*Texto citado*
☆ ☆ ☆ ☆ ☆

E com Messi e Zidane não é diferente. A busca pelo “camisa dez clássico” faz parte do imaginário deles também. Afinal, eles também são gente como a gente. Por outro lado, essa discussão nos leva também a refletir sobre alguns dos jogadores mencionados pelos dois craques no vídeo da Adidas. E por mais que isso pareça óbvio, não existem camisas dez iguais. Cada um deles traz características particulares. Messi, por exemplo, começou como ponta pela direita no histórico Barcelona de Eto’o, Ronaldinho Gaúcho e Deco e foi deslocado para a função de “falso nove” com Pep Guardiola. O 4-3-3 que destruiu o Manchester United na final da Champions League de 2010/11 ainda é bastante lembrado e celebrado.

☆ ☆ ☆ ☆ ☆

*Trecho de dados*
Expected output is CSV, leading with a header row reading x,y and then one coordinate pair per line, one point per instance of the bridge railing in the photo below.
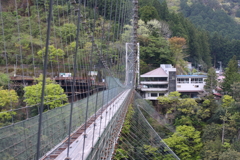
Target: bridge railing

☆ ☆ ☆ ☆ ☆

*Tarefa breve 1*
Transcreva o trecho do texto sobre os camisas dez que vai de "E com Messi" até "lembrado e celebrado.".
*Tarefa breve 2*
Prossiga, por favor, com o texto sobre os camisas dez a partir do ponto em que ele termina.

*Resposta da tarefa 1*
E com Messi e Zidane não é diferente. A busca pelo “camisa dez clássico” faz parte do imaginário deles também. Afinal, eles também são gente como a gente. Por outro lado, essa discussão nos leva também a refletir sobre alguns dos jogadores mencionados pelos dois craques no vídeo da Adidas. E por mais que isso pareça óbvio, não existem camisas dez iguais. Cada um deles traz características particulares. Messi, por exemplo, começou como ponta pela direita no histórico Barcelona de Eto’o, Ronaldinho Gaúcho e Deco e foi deslocado para a função de “falso nove” com Pep Guardiola. O 4-3-3 que destruiu o Manchester United na final da Champions League de 2010/11 ainda é bastante lembrado e celebrado.

*Resposta da tarefa 2*
Messi conquistou a Europa e o mundo todo jogando como "falso nove" no histórico 4-3-3 do Barcelona comandado por Pep Guardiola. Foto: Reprodução / YouTube / TNT Sports
Messi conquistou a Europa e o mundo todo jogando como “falso nove” no histórico 4-3-3 do Barcelona comandado por Pep Guardiola. Foto: Reprodução / YouTube / TNT Sports

Já Zidane era mais próximo de um “camisa dez clássico” do que Messi está (pelo menos na visão deste que escreve e no diálogo dos dois craques). O francês era o meia de criação que buscava o espaço vazio (seja às costas dos volantes ou pelos lados do campo) para organizar a equipe e acionar os atacantes sempre com passes precisos. Zidane, além da elegância com a bola nos pés, também era extremamente inteligente e já jogou como meia pela direita (no 4-3-2-1 da França de Aimé Jacquet campeã mundial em 1998), jogou como volante pela esquerda no Real Madrid galáctico de Vanderlei Luxemburgo e foi o grande maestro do 4-2-3-1 de Raymond Domenech na França vice mundial em 2006.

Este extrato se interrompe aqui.